- _Material to process_
□ □ □ □

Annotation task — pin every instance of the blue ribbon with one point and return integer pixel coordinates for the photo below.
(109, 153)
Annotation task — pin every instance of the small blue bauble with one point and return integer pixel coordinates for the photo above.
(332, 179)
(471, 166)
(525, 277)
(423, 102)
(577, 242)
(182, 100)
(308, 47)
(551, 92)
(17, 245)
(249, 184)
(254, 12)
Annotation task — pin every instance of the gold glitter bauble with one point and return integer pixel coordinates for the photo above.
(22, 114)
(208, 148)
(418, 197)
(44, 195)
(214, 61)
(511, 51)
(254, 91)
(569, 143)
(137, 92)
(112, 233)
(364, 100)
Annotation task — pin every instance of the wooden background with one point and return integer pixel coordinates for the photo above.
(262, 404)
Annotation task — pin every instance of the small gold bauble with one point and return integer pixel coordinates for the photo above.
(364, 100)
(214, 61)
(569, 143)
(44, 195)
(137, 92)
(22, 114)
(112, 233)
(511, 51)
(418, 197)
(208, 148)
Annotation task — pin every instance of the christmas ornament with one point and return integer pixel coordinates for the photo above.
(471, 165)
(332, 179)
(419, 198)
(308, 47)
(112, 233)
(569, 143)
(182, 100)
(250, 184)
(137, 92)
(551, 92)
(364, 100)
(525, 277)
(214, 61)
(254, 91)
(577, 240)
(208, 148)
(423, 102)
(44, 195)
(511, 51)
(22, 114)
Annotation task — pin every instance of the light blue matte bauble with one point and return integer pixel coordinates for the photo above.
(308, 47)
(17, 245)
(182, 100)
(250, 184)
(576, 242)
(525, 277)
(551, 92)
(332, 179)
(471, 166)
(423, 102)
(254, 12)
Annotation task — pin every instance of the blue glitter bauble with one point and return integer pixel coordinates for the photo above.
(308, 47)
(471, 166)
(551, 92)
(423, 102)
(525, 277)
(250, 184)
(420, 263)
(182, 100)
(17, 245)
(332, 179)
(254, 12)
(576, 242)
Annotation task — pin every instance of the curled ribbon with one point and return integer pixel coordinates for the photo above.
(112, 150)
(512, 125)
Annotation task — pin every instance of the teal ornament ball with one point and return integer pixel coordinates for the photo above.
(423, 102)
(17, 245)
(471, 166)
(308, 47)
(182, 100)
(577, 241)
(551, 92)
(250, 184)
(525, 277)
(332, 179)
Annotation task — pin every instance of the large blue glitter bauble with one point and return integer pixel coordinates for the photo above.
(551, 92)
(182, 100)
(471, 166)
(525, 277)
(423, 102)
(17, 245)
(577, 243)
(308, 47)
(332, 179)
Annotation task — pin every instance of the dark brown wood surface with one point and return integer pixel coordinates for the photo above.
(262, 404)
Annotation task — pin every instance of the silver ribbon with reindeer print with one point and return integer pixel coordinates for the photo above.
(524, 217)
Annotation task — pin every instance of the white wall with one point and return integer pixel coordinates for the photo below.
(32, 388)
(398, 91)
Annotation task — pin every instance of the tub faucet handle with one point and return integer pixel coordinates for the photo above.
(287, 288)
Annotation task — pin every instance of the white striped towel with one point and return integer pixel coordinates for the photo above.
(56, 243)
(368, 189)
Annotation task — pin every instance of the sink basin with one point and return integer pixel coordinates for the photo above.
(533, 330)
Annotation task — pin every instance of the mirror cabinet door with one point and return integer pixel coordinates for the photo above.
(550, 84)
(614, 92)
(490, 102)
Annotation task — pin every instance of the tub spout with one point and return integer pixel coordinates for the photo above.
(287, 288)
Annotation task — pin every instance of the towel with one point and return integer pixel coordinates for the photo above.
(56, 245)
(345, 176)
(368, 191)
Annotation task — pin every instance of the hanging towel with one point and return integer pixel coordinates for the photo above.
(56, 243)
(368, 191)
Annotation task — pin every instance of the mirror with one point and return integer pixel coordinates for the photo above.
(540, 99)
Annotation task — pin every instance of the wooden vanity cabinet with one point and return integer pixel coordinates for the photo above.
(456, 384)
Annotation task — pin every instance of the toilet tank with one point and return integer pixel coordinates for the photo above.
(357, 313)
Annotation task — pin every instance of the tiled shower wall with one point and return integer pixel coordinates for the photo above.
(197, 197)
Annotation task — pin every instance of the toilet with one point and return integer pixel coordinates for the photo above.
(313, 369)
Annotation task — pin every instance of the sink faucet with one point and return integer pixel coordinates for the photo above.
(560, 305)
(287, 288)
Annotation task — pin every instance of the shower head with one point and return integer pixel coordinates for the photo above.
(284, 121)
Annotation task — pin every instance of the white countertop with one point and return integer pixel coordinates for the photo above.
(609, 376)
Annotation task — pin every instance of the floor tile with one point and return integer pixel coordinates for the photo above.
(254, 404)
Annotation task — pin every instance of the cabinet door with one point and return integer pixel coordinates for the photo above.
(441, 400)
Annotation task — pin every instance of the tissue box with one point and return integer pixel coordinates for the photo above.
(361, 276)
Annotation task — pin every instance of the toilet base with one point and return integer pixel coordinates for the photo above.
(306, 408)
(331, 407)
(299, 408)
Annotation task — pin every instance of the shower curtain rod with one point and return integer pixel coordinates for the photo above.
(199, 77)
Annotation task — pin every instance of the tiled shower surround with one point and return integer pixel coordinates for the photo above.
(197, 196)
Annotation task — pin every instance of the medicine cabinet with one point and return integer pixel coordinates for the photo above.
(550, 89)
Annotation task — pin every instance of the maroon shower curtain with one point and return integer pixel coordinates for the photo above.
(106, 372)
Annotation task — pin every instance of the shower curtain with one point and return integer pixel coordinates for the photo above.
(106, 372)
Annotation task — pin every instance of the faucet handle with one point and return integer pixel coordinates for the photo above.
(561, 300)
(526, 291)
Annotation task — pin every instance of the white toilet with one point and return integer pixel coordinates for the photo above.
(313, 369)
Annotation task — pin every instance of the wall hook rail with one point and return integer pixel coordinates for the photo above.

□ □ □ □

Quote each line above in full, word for word.

- _Reply to the exercise_
Annotation task — pin every instance of the blue ribbon with one point and return integer pixel coordinates for the photo below.
(109, 153)
Annotation task — pin every instance of the small blue bauble with one point and return integer pixel coordinates for the photo above.
(332, 179)
(471, 166)
(525, 277)
(423, 102)
(577, 242)
(182, 100)
(308, 47)
(551, 92)
(17, 245)
(249, 184)
(254, 12)
Annotation task — pin every instance of the gold glitter bauble with one point and return integer pixel coordinates for the photo above.
(22, 114)
(208, 148)
(418, 197)
(44, 195)
(214, 61)
(511, 51)
(254, 91)
(569, 143)
(137, 92)
(112, 233)
(364, 100)
Annotation task — pin every instance of the wooden background with one point and return integer pixel coordinates for the photo above.
(262, 404)
Annotation task — pin every instance of the small gold bauble with one point and return integer pixel coordinates for the photo above.
(364, 100)
(214, 61)
(569, 143)
(44, 195)
(137, 92)
(22, 114)
(112, 233)
(511, 51)
(418, 197)
(208, 148)
Annotation task — pin every instance of the christmas ornament with one point and return integer pixel coordinates for the photo above.
(471, 165)
(332, 179)
(419, 198)
(308, 47)
(112, 233)
(569, 143)
(182, 100)
(250, 184)
(137, 92)
(551, 92)
(364, 100)
(525, 277)
(214, 61)
(254, 91)
(577, 240)
(208, 148)
(423, 102)
(44, 195)
(511, 51)
(22, 114)
Annotation task — pin every instance of the light blue matte bauble with one point and return integer pixel coordinates for the photo above.
(308, 47)
(17, 245)
(182, 100)
(250, 184)
(576, 242)
(525, 277)
(551, 92)
(332, 179)
(471, 166)
(423, 102)
(254, 12)
Annotation task — pin every instance of the blue glitter bauble with one point and return integer pixel coordinates for the photo above.
(308, 47)
(471, 166)
(551, 92)
(423, 102)
(525, 277)
(250, 184)
(420, 263)
(182, 100)
(17, 245)
(332, 179)
(254, 12)
(576, 242)
Annotation task — pin every instance of the curled ribbon with one point and return integer pixel coordinates for the photo above.
(112, 150)
(512, 125)
Annotation task — pin every instance of the teal ornament ball with one point and return integer pixel coordinates for the photo above.
(423, 102)
(17, 245)
(471, 166)
(308, 47)
(182, 100)
(577, 241)
(551, 92)
(250, 184)
(525, 277)
(332, 179)
Annotation task — pin every instance of the large blue glitter bauble with one point and return integer pixel coordinates for the photo above.
(551, 92)
(182, 100)
(471, 166)
(525, 277)
(423, 102)
(17, 245)
(577, 243)
(308, 47)
(332, 179)
Annotation task — pin every instance of the dark brown wood surface with one point and return integer pixel coordinates for the photo above.
(262, 404)
Annotation task — pin every instance of the silver ribbon with reindeer print with one point and return integer pixel coordinates for the photo above.
(524, 217)
Annotation task — pin every instance of the white wall with one point and return integer pixel coordinates for the photo below.
(32, 388)
(398, 91)
Annotation task — pin every instance of the tub faucet handle with one point and return integer pixel coordinates for the photo above.
(287, 288)
Annotation task — pin every instance of the white striped towel with one point and return integer pixel coordinates for the photo above.
(56, 243)
(368, 189)
Annotation task — pin every instance of the sink basin with one point and return integer pixel coordinates for the photo above.
(533, 330)
Annotation task — pin every instance of the mirror cabinet door with one point and return integer pixel coordinates for the photo above.
(550, 84)
(614, 92)
(490, 102)
Annotation task — pin every instance of the tub spout with one point and return integer pixel coordinates for the photo above.
(287, 288)
Annotation task — pin every instance of the towel with one point and return integer pixel coordinates for the photo above.
(56, 245)
(345, 176)
(368, 191)
Annotation task — pin every instance of the hanging towel with one point and return integer pixel coordinates for the photo above.
(56, 243)
(368, 191)
Annotation task — pin every instance of the mirror with one point and return integer pixel coordinates for the photo above.
(540, 99)
Annotation task — pin every instance of the wooden vanity cabinet with one point and return integer pixel coordinates for the photo above.
(456, 384)
Annotation task — pin every instance of the toilet tank with one point and return integer pixel coordinates for the photo above.
(357, 313)
Annotation task — pin every instance of the tiled shower wall with one point and return integer pixel coordinates for the photo above.
(197, 197)
Annotation task — pin every instance of the toilet with one point and return integer pixel coordinates for the photo above.
(313, 369)
Annotation task — pin every instance of the sink faucet with one point and return integer pixel coordinates for the photo above.
(560, 305)
(287, 288)
Annotation task — pin every instance of the shower head with one point and return integer pixel coordinates for the photo above.
(284, 121)
Annotation task — pin every instance of the white countertop with one point and return integer pixel coordinates for the photo above.
(609, 376)
Annotation task — pin every instance of the floor tile with one point and return integer pixel coordinates for the photo above.
(254, 404)
Annotation task — pin every instance of the cabinet door with one point and return integer pixel coordinates for the photo above.
(441, 400)
Annotation task — pin every instance of the tissue box with one point and return integer pixel coordinates for the photo above.
(361, 276)
Annotation task — pin every instance of the toilet base with one point and return integer pixel coordinates for the photo above.
(306, 408)
(331, 407)
(299, 408)
Annotation task — pin every instance of the shower curtain rod with one point and return integer pixel coordinates for the photo above.
(199, 77)
Annotation task — pin every instance of the tiled shower surround with one point and return integer pixel coordinates for the photo above.
(197, 196)
Annotation task — pin every instance of the medicine cabinet with one point and return integer pixel coordinates for the photo above.
(550, 89)
Annotation task — pin every instance of the maroon shower curtain with one point and return integer pixel coordinates for the photo above.
(106, 372)
Annotation task — pin every instance of the shower curtain with one point and return integer pixel coordinates for the photo above.
(106, 372)
Annotation task — pin every instance of the faucet handle with one point and return integer pixel coordinates for the photo above.
(561, 300)
(526, 291)
Annotation task — pin every instance of the white toilet with one point and return integer pixel coordinates for the photo above.
(313, 369)
Annotation task — pin every instance of the wall hook rail with one point and return integer pixel coordinates for the photo above.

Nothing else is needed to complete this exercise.